## Start MATERIAL PROVIDED
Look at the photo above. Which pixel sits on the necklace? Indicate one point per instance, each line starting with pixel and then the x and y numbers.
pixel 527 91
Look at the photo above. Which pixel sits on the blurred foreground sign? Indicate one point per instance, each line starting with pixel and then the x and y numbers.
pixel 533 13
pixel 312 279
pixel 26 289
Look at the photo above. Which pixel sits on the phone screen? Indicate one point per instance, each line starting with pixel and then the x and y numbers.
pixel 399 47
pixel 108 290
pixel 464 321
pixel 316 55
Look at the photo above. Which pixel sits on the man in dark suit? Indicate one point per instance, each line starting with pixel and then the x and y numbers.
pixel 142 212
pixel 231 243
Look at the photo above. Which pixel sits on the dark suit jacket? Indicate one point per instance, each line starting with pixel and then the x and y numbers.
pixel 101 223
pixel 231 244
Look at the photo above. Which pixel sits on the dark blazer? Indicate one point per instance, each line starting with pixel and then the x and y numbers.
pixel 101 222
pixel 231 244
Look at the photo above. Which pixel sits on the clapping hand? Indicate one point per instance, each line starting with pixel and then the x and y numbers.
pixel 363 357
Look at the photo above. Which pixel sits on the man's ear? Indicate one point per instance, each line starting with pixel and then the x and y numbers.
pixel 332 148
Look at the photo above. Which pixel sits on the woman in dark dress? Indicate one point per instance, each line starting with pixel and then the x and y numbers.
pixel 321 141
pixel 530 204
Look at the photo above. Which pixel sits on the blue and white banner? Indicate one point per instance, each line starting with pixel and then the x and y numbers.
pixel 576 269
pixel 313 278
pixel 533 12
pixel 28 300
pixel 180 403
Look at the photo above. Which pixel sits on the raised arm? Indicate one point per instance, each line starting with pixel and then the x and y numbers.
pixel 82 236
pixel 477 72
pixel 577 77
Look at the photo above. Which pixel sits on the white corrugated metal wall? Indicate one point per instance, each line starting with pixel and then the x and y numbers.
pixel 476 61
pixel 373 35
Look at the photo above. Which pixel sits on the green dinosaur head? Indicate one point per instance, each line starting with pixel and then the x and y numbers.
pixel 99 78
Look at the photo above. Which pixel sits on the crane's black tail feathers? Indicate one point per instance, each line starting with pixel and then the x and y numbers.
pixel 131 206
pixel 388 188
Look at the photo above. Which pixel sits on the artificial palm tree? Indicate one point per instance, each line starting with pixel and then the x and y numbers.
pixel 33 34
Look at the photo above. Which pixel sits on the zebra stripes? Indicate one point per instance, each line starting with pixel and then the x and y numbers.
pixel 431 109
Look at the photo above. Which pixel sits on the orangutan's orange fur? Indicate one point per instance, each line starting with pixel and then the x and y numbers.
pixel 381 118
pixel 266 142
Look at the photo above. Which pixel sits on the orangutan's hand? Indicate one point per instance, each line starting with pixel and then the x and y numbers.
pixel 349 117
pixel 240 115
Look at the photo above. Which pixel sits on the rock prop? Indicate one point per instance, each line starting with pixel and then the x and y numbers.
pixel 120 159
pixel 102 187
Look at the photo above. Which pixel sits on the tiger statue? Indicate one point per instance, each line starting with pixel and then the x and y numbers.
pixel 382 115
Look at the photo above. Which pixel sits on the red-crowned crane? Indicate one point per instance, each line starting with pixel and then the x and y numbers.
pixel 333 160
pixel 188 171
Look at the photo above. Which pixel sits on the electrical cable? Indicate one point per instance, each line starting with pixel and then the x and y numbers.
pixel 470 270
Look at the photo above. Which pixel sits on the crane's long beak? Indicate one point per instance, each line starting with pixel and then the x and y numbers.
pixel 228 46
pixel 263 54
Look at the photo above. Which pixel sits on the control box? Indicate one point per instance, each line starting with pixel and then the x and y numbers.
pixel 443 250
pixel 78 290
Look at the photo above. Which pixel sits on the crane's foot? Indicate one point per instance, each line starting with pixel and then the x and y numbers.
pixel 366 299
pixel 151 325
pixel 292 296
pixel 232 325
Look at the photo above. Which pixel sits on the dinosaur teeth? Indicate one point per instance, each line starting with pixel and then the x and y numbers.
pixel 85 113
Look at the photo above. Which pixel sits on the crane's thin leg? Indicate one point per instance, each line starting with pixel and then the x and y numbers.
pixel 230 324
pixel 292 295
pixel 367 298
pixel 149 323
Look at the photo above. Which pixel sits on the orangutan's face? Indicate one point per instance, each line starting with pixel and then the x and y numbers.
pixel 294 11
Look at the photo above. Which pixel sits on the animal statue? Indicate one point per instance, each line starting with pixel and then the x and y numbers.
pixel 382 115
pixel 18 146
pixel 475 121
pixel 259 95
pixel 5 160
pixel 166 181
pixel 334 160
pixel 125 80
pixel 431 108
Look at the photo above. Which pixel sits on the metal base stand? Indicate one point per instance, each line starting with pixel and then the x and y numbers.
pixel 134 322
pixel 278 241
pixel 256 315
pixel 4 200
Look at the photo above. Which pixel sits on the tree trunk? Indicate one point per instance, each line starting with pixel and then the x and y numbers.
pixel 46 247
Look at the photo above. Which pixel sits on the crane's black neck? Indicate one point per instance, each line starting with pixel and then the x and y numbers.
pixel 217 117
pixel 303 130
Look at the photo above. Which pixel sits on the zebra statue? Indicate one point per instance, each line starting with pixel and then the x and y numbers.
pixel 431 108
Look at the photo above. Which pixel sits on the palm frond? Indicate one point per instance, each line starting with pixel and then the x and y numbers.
## End MATERIAL PROVIDED
**TO BE DONE:** Can you render every line of the records above as a numbered list, leaving out any blank lines?

**EXERCISE RESULT:**
1. Look at the photo above. Which pixel sits on the necklace? Indicate one point per instance, each line starting with pixel and then the x and y numbers.
2. pixel 527 91
3. Look at the photo above. Which pixel sits on the blurred foreground sign? Indicate one point per instance, each line starting with pixel and then the x and y numbers.
4. pixel 533 13
5. pixel 312 279
6. pixel 26 289
7. Look at the photo above. Which pixel sits on the phone screen? Indicate one point per instance, each line starting with pixel and then the x and y numbers.
8. pixel 399 47
9. pixel 108 290
10. pixel 464 321
11. pixel 316 55
12. Look at the photo above. Which pixel sits on the man in dark suit? Indicate one point per instance, each line starting with pixel and then the x and y numbers.
13. pixel 142 212
14. pixel 231 243
15. Look at the photo above. Which pixel sits on the dark suit jacket? Indicate one point per instance, each line starting with pixel and then the x and y numbers.
16. pixel 101 223
17. pixel 231 244
18. Look at the photo above. Which pixel sits on the dark blazer? Indicate one point per instance, each line starting with pixel and then the x and y numbers.
19. pixel 101 222
20. pixel 231 244
21. Look at the photo above. Which pixel sits on the clapping hand? Indicate one point per instance, each line starting with pixel and then the x and y numbers.
22. pixel 363 357
23. Look at the photo above. Which pixel sits on the man's ear? Indicate one point per instance, each line starting with pixel and then the x and y numbers.
24. pixel 332 148
25. Look at the photo above. Which pixel sits on the woman in dark dress? Indicate one point per instance, each line starting with pixel and then the x and y numbers.
26. pixel 321 141
27. pixel 530 204
28. Look at the photo above. Which pixel sits on the blue and white banner? Indicate one point per instance, each line starting with pixel and then the x and y numbers.
29. pixel 576 269
30. pixel 313 278
31. pixel 533 12
32. pixel 28 300
33. pixel 180 403
34. Look at the photo above. Which pixel sits on the raised arm? Indicate one point per instance, each line starting with pixel and then the x and y numbers.
35. pixel 82 236
36. pixel 477 72
37. pixel 577 77
38. Look at the photo above. Which pixel sits on the white corrugated metal wall? Indicate one point per instance, each line starting with pixel and then the x and y numbers.
39. pixel 476 61
40. pixel 373 35
41. Look at the photo above. Which pixel sits on the green dinosaur head? Indicate one point per instance, each line starting with pixel and then the x and y numbers.
42. pixel 99 78
43. Look at the photo above. Which pixel sits on the crane's black tail feathers? Indicate one point per instance, each line starting with pixel and then the x and y numbers.
44. pixel 131 206
45. pixel 388 188
46. Look at the photo above. Which pixel sits on the artificial palm tree? Indicate one point per instance, each line starting with pixel and then the x and y numbers.
47. pixel 33 34
48. Look at the photo above. Which pixel sits on the zebra stripes? Indicate one point per instance, each line starting with pixel and then the x and y numbers.
49. pixel 431 109
50. Look at the photo above. Which pixel sits on the orangutan's orange fur? Indicate one point per instance, each line starting with pixel and then the x and y numbers.
51. pixel 381 118
52. pixel 266 142
53. Look at the photo above. Which pixel sits on the orangutan's hand? Indicate one point per instance, each line starting with pixel and then the x and y numbers.
54. pixel 349 117
55. pixel 240 115
56. Look at the photo above. Which pixel sits on the rock prop? Indicate one point per instance, each line starting with pixel and then the x and y numbers.
57. pixel 120 159
58. pixel 102 187
59. Look at the photo above. Which pixel sits on the tiger statue? Indicate one point per instance, each line starting with pixel and then the x and y numbers.
60. pixel 382 115
61. Look at the photo above. Which pixel sits on the red-crowned crane? Indicate one point per instance, each line starting with pixel and then the x and y numbers.
62. pixel 333 160
63. pixel 188 171
64. Look at the photo above. Which pixel sits on the electrical cable? Indicate one point per instance, each line starting with pixel and then the x and y numbers.
65. pixel 470 270
66. Look at the photo above. Which pixel sits on the crane's long beak? Indicate one point per instance, each line starting with pixel and then the x and y numbers.
67. pixel 228 46
68. pixel 263 54
69. Look at the photo above. Which pixel sits on the control box? Indicate one point per instance, each line starting with pixel and then the x and y numbers.
70. pixel 443 250
71. pixel 78 290
72. Look at the photo above. Which pixel sits on the crane's foot? Indicate one point per instance, each line starting with pixel and then the x and y numbers.
73. pixel 366 299
74. pixel 151 325
75. pixel 292 296
76. pixel 232 325
77. Look at the photo above. Which pixel sits on the dinosaur teeth? Indicate one point per instance, each line starting with pixel and then the x and y numbers.
78. pixel 85 113
79. Look at the photo above. Which pixel sits on the crane's thin leg? Indicate one point per instance, each line starting with pixel and then the x and y numbers.
80. pixel 230 324
81. pixel 292 295
82. pixel 367 298
83. pixel 149 323
84. Look at the photo above. Which pixel sits on the orangutan's face? Indicate one point per instance, each line starting with pixel and then the x and y numbers.
85. pixel 294 11
86. Look at the photo above. Which pixel sits on the animal statue? Indicate one point per instance, each line starting with pixel and then the x and y numbers.
87. pixel 382 115
88. pixel 18 146
89. pixel 475 121
90. pixel 259 95
91. pixel 5 160
92. pixel 166 181
93. pixel 334 160
94. pixel 125 80
95. pixel 431 108
96. Look at the photo above. Which pixel sits on the metal base stand? Indicate one point per instance, each line starting with pixel and then the x and y numbers.
97. pixel 134 322
98. pixel 278 241
99. pixel 256 315
100. pixel 4 200
101. Look at the photo above. Which pixel sits on the tree trunk? Indicate one point per instance, each line starting with pixel and then the x and y numbers.
102. pixel 46 247
103. Look at the photo above. Which pixel sits on the crane's black neck? Indicate one point per instance, each line starting with pixel and then the x and y numbers.
104. pixel 217 117
105. pixel 303 130
106. Look at the photo above. Which pixel sits on the zebra statue? Indicate one point per instance, each line starting with pixel and then the x and y numbers.
107. pixel 431 108
108. Look at the photo above. Which pixel sits on the palm frond? Indicate one point per instance, each line starting with pixel and then the x and y numbers.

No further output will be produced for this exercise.